In the listing below, locate the line containing "Query: pile of green leaves" and the line containing "Query: window". Output both of them and every line between, exactly as written, and nothing more.

#### SOURCE DATA
+ + +

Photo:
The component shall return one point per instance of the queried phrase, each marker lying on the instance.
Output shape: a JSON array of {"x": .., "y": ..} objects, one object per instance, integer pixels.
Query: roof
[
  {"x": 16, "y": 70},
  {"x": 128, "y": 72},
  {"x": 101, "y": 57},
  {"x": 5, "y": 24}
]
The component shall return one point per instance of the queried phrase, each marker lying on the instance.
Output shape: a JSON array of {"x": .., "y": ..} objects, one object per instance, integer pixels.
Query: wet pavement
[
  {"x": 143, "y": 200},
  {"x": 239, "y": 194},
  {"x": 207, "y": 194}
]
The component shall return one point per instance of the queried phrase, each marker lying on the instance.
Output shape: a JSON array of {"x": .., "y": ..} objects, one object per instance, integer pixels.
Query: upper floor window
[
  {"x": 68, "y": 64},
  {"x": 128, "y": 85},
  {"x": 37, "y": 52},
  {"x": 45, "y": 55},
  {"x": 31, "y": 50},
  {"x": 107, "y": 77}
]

+ + +

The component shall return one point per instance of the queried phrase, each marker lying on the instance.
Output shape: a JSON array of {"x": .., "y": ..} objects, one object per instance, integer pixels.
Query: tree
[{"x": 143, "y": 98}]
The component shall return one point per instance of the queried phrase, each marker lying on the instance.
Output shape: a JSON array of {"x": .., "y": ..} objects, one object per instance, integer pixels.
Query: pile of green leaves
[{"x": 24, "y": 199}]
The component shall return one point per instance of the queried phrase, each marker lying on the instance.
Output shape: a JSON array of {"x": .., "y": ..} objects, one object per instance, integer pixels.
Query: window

+ + +

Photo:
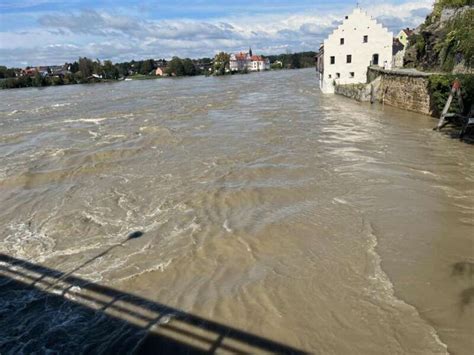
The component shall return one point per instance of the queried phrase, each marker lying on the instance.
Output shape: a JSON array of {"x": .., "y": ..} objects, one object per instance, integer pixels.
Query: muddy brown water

+ + +

#### SOLUTION FOR THIS PROBLEM
Query: pile of green leaves
[{"x": 24, "y": 199}]
The component shall return one point per instance of the queried phrase, each marker lying on the instance.
Output shape: a JSON array of {"x": .., "y": ..} objects, one object per instance, integer pixels.
Query: window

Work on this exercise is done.